- Opening Delimiter -

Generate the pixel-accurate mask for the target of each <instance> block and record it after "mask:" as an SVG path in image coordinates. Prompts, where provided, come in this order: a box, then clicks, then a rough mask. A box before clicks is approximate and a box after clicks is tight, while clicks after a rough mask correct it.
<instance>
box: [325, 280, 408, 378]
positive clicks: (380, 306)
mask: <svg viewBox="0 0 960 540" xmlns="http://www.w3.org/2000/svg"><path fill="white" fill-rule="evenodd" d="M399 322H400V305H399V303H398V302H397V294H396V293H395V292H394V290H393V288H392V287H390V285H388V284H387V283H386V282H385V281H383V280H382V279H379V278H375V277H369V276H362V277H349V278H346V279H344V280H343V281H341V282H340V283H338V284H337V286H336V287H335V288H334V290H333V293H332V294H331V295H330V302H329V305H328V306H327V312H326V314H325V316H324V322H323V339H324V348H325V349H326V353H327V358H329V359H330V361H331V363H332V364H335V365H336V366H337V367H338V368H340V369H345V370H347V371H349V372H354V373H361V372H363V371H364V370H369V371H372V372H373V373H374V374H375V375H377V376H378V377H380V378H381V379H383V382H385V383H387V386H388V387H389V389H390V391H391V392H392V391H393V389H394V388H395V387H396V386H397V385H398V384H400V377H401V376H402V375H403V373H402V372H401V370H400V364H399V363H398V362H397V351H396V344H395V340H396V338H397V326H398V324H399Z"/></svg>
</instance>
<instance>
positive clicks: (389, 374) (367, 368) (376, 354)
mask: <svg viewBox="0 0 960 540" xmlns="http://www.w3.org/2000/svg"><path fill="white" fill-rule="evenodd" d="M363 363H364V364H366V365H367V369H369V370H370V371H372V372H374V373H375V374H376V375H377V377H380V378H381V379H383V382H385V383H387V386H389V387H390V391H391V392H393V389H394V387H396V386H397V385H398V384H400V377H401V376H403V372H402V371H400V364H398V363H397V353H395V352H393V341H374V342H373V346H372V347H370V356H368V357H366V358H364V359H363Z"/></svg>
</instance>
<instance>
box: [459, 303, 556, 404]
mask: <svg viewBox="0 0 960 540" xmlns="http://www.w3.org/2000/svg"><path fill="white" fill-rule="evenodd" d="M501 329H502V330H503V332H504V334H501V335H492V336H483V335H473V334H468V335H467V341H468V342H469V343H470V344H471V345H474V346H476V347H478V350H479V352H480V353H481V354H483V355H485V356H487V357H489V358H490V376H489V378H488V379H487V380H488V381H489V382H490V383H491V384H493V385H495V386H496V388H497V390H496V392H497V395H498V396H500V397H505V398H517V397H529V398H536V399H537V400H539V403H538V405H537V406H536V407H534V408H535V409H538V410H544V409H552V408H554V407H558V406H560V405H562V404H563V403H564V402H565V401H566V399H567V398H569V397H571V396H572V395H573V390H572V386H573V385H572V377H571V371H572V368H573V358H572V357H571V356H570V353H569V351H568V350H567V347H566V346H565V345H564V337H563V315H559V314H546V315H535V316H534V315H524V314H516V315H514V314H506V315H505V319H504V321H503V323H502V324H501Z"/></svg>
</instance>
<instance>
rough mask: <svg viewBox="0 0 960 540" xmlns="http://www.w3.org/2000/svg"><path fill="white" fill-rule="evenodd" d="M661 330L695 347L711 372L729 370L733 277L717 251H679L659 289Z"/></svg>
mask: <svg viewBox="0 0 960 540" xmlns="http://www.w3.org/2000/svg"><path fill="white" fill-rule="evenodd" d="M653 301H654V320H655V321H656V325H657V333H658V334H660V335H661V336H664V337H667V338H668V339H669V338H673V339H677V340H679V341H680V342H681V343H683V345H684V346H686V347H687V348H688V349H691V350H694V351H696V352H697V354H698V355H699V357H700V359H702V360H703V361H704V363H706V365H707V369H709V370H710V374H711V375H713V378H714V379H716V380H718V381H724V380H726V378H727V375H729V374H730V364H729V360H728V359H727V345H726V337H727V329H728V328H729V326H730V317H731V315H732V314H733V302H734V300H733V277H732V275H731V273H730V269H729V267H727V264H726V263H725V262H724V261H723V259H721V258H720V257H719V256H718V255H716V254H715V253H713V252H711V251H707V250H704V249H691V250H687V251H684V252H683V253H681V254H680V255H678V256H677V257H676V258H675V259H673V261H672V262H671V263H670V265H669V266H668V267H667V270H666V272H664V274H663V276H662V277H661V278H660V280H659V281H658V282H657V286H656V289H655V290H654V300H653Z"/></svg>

- Closing Delimiter -

■ Work item
Each entry must be set down exactly as it appears.

■ Solved problem
Generate the pixel-accurate mask for the target of each <instance> block and record it after "mask:" as an SVG path in image coordinates. Prompts, where provided, come in this order: a box, then clicks, then a rough mask. A box before clicks is approximate and a box after clicks is tight, while clicks after a rough mask correct it.
<instance>
box: [325, 280, 408, 378]
positive clicks: (380, 306)
mask: <svg viewBox="0 0 960 540" xmlns="http://www.w3.org/2000/svg"><path fill="white" fill-rule="evenodd" d="M399 322H400V305H399V303H398V302H397V294H396V293H395V292H394V290H393V288H392V287H390V285H388V284H387V283H386V282H385V281H383V280H382V279H379V278H375V277H369V276H362V277H349V278H346V279H344V280H343V281H341V282H340V283H338V284H337V286H336V287H335V288H334V290H333V293H332V294H331V295H330V302H329V305H328V306H327V312H326V314H325V316H324V322H323V339H324V348H325V349H326V353H327V358H329V359H330V361H331V363H332V364H335V365H336V366H337V367H338V368H340V369H345V370H347V371H349V372H354V373H361V372H363V371H364V370H369V371H372V372H373V373H374V374H375V375H377V376H378V377H380V378H381V379H383V382H385V383H387V386H388V387H389V389H390V391H391V392H392V391H393V389H394V388H395V387H396V386H397V385H398V384H400V377H401V376H402V375H403V373H402V372H401V370H400V364H399V363H398V362H397V351H396V344H395V340H396V338H397V326H398V324H399Z"/></svg>
</instance>
<instance>
positive clicks: (389, 374) (367, 368) (376, 354)
mask: <svg viewBox="0 0 960 540" xmlns="http://www.w3.org/2000/svg"><path fill="white" fill-rule="evenodd" d="M363 363H364V364H366V365H367V369H369V370H370V371H372V372H374V373H375V374H376V375H377V377H380V378H381V379H383V382H385V383H387V386H389V387H390V391H391V392H393V389H394V387H396V386H397V385H398V384H400V377H401V376H403V372H402V371H400V364H398V363H397V353H395V352H393V341H374V342H373V346H372V347H370V356H368V357H366V358H364V359H363Z"/></svg>
</instance>
<instance>
box: [459, 303, 556, 404]
mask: <svg viewBox="0 0 960 540" xmlns="http://www.w3.org/2000/svg"><path fill="white" fill-rule="evenodd" d="M501 329H502V330H503V332H504V334H501V335H492V336H483V335H473V334H468V335H467V341H468V342H469V343H470V344H471V345H474V346H476V347H478V350H479V352H480V353H481V354H483V355H485V356H487V357H489V358H490V376H489V378H488V379H487V380H488V381H489V382H490V383H491V384H493V385H495V386H496V388H497V390H496V392H497V395H498V396H500V397H505V398H517V397H529V398H536V399H537V400H539V403H538V405H537V406H536V407H534V408H535V409H538V410H544V409H552V408H554V407H558V406H560V405H562V404H563V403H564V402H565V401H566V399H567V398H569V397H571V396H572V395H573V390H572V386H573V385H572V377H571V371H572V368H573V358H572V357H571V356H570V353H569V351H568V350H567V347H566V346H565V345H564V337H563V315H559V314H546V315H535V316H534V315H524V314H516V315H514V314H506V315H505V319H504V321H503V323H502V324H501Z"/></svg>
</instance>
<instance>
rough mask: <svg viewBox="0 0 960 540" xmlns="http://www.w3.org/2000/svg"><path fill="white" fill-rule="evenodd" d="M661 330L695 347L711 372L729 370L733 277L717 251H679L659 289Z"/></svg>
mask: <svg viewBox="0 0 960 540" xmlns="http://www.w3.org/2000/svg"><path fill="white" fill-rule="evenodd" d="M653 301H654V320H655V321H656V325H657V333H658V334H660V335H661V336H664V337H667V338H668V339H669V338H673V339H677V340H679V341H680V342H681V343H683V345H684V346H686V347H687V348H688V349H691V350H694V351H696V352H697V354H698V355H699V357H700V359H702V360H703V361H704V363H706V365H707V369H709V370H710V374H711V375H713V378H714V379H716V380H718V381H724V380H726V378H727V375H729V374H730V364H729V360H728V359H727V345H726V337H727V329H728V328H729V326H730V317H731V315H732V314H733V302H734V300H733V277H732V275H731V273H730V269H729V267H727V264H726V263H725V262H724V261H723V259H721V258H720V257H719V256H718V255H716V254H715V253H713V252H711V251H707V250H704V249H691V250H687V251H684V252H683V253H681V254H680V255H678V256H677V257H676V258H675V259H673V261H672V262H671V263H670V265H669V266H668V267H667V270H666V272H664V274H663V276H662V277H661V278H660V280H659V281H658V282H657V286H656V289H655V290H654V300H653Z"/></svg>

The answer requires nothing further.